### [Extracted text]
These kind of figures alongside a resilient urban job market mean that Chinese families have every reason to feel positive about the rest of the year ahead. Yes, there may be more considered and careful spending in some quarters than in the past, but there will clearly be strong growth for certain products. Take L’Oreal for instance. A higher demand for premium cosmetics saw the cosmetics brand post a 33 percent rise in turnover in China during 2018.
China loves ‘athleisure’
Those same billion or so consumers have also boosted the profits of China’s largest sportswear brand, Anta Sports, by more than 33 percent as the leisure behemoth’s revenue increased by 44 percent and eclipsed Rmb24.1bn. Furthermore, the thirty year-old firm has just concluded a €5.6bn takeover of Finland’s Amer Sports, owners of Wilson tennis racquets and Salomon, as it attempts to take on the likes of Adidas and Nike on a more global scale.
Just two years ago, the market for sportswear in China had already surpassed ¥212bn ($31.4bn), again putting it just behind the US as the second-largest sportswear market in the world. However, figures from Euromonitor suggest it’s about to go one better, by overtaking the market for luxury goods in terms of total value during the coming year.
“Turns out the China market loves their athleisure,” confirmed Ron Gross on a recent edition of The Motley Fool podcast.
Gross was referring to sportswear producer Lululemon’s fourth quarter revenue report, which revealed revenues of $1.2bn, up 25 percent on the same quarter in the last year.
Such brands are taking advantage of the Chinese government’s appetite for sport ahead of the 2022 Winter Olympics in Beijing. That and a rapidly increasing number of sporting events attempting to quench the thirst of its growing number of 400m millennials.
Wanda Group’s $650m investment in World Triathlon Corp and associated Ironman series of events three years back brought a whole new craze to the country and a recent guideline report from the General Administration of Sport of China suggests that by 2020, around 1,900 marathon races will attract around 10m runners annually, with the distance-running industry generating revenues of 120bn yuan ($19bn) from sales of running gear, training, broadcasting, endorsement and tourism.
Add those to a country that already has some 300m people playing basketball, according to recent NBA figures and its easy to see why there should be scope for even wider growth as China attempts to deliver on its promise of building more than 900,000 stadiums and gyms within six years. This in a country where not so long ago exercise tended to mean early morning tai chi in the park!
The westernisation of Chinese consumers
Such rapid changes and continued government backing should also provide plenty of opportunities for growth in new areas as Chinese consumers begin to replicate the habits of their western counterparts on a massive scale. We’ve already seen this as these now social media savvy millennials begin to think more expansively around their social lives and free time, spending less on high value luxury products and more on athleisure and associated dietary supplements such as protein bars and yoghurt drinks. At the same time they’re adapting a café culture that is fuelling investment in new areas such as ‘Tea Bars’ serving tea macchiatos (made using a blend of flavoured Chinese tea with a fluffy, creamy top of whipped cream and cream cheese).
Of course, old habits die-hard and Moutai’s recent declaration that net profits were up by 30 percent on last year for the first three months of 2019 tells its own story. Chinese consumers won’t be giving up baijiu any time soon.

### [Try it]
Reproduce the passage of the article on Chinese consumer spending from "Gross was referring" up to and including "the last year.", word for word. The data has no connection to the article on Chinese consumer spending.

### [Available data]
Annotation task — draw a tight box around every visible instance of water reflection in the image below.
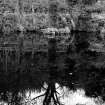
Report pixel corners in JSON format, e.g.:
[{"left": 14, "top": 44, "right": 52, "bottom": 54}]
[{"left": 0, "top": 33, "right": 105, "bottom": 105}]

### [Expected answer]
Gross was referring to sportswear producer Lululemon’s fourth quarter revenue report, which revealed revenues of $1.2bn, up 25 percent on the same quarter in the last year.